Short exercise a:
Update the records starting with the line containing "target | shadow on grass" and going on through the end of the records, replacing "large oak tree" with "tall oak tree" and keeping everything else the same. Give back only those lines.

=== Passage provided ===

In an embodiment, the wheel truing indicating instrument can be brought in contact with the rim of a wheel by a guide wheel, or other rotary contact member e.g. a rotary ball contact, that may be mounted on top of a pick-up lever. The guide wheel is e.g. made of hard plastic and it generally prevents damage the rim, compared to a sliding contact. The guide wheel may be on a swiveling axis to align the axis of rotation of the guide wheel proper in accordance with the position and orientation of (the rim of) the wheel to be trued. A follower pin or other element connects the lever to a moving part of the position sensor. For measuring small misalignment errors an electrical signal, e.g. the voltage signal, indicative of a value measured by the sensor can be amplified. The amplification factor may be set by a user interface, e.g. an adjusting knob, that may be provided on the housing. The truing indicating instrument can be mounted by means of a holder on a truing stand, bicycle frame or fork. The sensor and the wheel truing indicating instrument are fast reacting and resistant to shock and vibrations. An additional object of the invention is to provide a wheel truing indicating instrument that does not require the removal of the tire for its use and for alignment of the wheel and rim.

An optoelectronic linear position sensor as provided herewith contains an adjustable aperture stop of which the adjustment, which may comprise a movement of one or more portions, does not substantially hinder the illumination of a feedback photosensor (second light detector) provided in the sensor. The amount of light emitted by the light source of the position sensor can be stabilized by means of this feedback photosensor. The feedback may be used for compensation for temperature influences and/or degradation of the light source. The amount of light on a light detector (first light detector) can then be related to the aperture and the radiation pattern of the light source.

=== Materials provided ===

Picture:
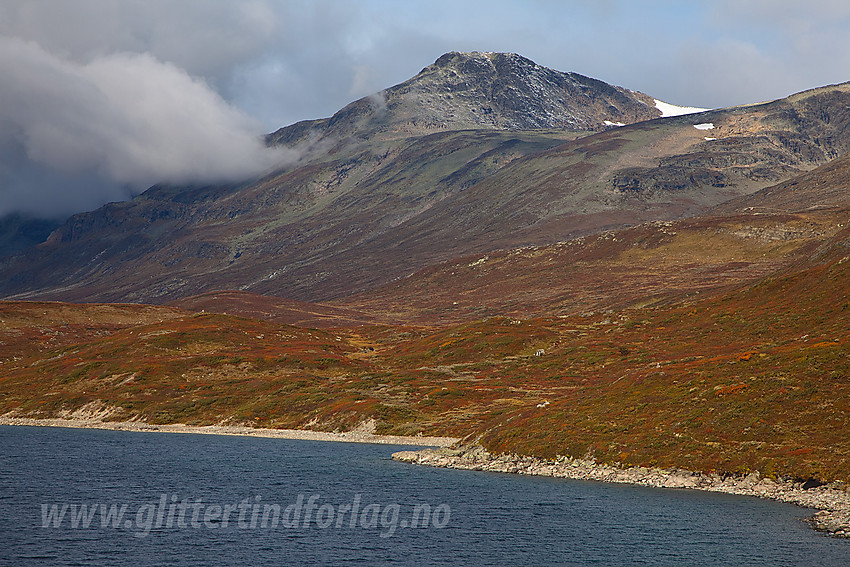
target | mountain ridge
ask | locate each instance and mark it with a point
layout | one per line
(364, 212)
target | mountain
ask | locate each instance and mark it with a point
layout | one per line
(384, 190)
(750, 375)
(476, 91)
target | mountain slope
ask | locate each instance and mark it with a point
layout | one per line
(374, 209)
(474, 91)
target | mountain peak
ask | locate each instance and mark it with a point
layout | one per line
(481, 90)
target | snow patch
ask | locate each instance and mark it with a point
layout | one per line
(668, 110)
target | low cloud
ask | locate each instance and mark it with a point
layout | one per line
(113, 126)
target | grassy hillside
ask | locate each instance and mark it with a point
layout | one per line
(757, 378)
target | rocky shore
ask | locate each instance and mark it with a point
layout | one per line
(361, 435)
(831, 501)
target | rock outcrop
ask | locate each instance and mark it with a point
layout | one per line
(832, 501)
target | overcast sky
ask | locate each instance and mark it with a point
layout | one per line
(101, 98)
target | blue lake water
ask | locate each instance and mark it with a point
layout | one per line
(220, 500)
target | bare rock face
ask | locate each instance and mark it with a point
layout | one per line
(499, 91)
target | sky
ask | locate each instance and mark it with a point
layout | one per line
(101, 99)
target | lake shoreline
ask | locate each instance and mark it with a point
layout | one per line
(831, 501)
(356, 436)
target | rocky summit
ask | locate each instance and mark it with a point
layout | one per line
(472, 91)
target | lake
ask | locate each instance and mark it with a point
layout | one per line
(97, 497)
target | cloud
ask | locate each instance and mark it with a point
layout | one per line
(116, 124)
(190, 63)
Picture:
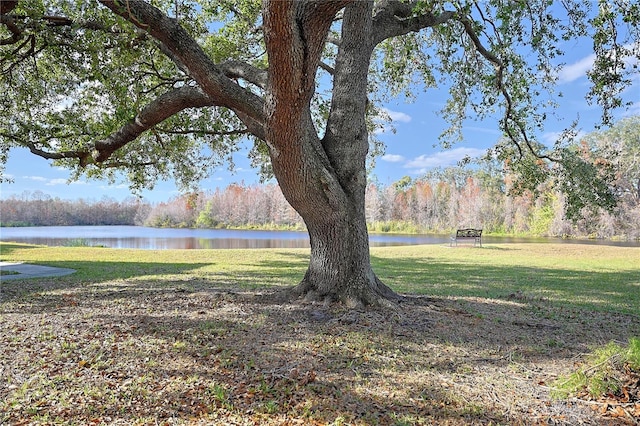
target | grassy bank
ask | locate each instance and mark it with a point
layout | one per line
(193, 337)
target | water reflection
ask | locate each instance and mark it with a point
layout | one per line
(158, 239)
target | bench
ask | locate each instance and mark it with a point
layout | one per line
(467, 234)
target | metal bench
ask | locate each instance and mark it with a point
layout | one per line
(467, 234)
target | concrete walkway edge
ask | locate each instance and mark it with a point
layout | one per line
(25, 270)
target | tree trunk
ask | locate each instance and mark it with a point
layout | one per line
(325, 179)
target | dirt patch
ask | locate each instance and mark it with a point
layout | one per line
(182, 353)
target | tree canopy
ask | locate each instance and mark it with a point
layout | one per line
(167, 89)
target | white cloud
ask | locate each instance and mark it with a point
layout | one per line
(36, 178)
(392, 158)
(397, 115)
(114, 187)
(53, 182)
(442, 158)
(387, 118)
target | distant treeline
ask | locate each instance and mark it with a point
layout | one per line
(443, 201)
(452, 198)
(40, 209)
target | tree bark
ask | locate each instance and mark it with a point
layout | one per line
(324, 180)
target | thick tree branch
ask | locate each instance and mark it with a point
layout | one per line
(242, 70)
(394, 18)
(509, 116)
(156, 112)
(189, 53)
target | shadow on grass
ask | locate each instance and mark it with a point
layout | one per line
(616, 291)
(197, 346)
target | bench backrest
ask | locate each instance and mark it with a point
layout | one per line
(469, 233)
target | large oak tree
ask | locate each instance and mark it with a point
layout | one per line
(167, 88)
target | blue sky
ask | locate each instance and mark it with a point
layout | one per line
(411, 151)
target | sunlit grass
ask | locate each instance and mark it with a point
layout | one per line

===

Short exercise b:
In the passage on the wheel truing indicating instrument, what material is given as an example for the guide wheel?

Answer a:
target | shadow on grass
ask | locate each instance and mark it with a point
layout | one per line
(616, 291)
(197, 346)
target | bench backrest
ask | locate each instance and mark it with a point
layout | one per line
(469, 233)
target | tall oak tree
ask | locate each instance and mark it with a point
layout | one per line
(167, 88)
target | blue sky
ask | locate each instance and mark it with a point
layout | one per line
(411, 151)
target | sunlit grass
ask | locate each instance and mark it with a point
layout | one per line

Answer b:
Hard plastic.